Required action:
Look through the material below. Copy each line that contains the string "instance".

---

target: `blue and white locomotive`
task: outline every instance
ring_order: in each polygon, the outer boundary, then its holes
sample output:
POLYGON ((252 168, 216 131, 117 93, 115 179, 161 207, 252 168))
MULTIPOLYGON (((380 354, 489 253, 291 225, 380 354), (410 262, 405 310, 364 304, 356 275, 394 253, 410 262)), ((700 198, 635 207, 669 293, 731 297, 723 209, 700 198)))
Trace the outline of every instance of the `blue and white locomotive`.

---

Output of the task:
task: outline every instance
Trace the outline of every instance of the `blue and white locomotive`.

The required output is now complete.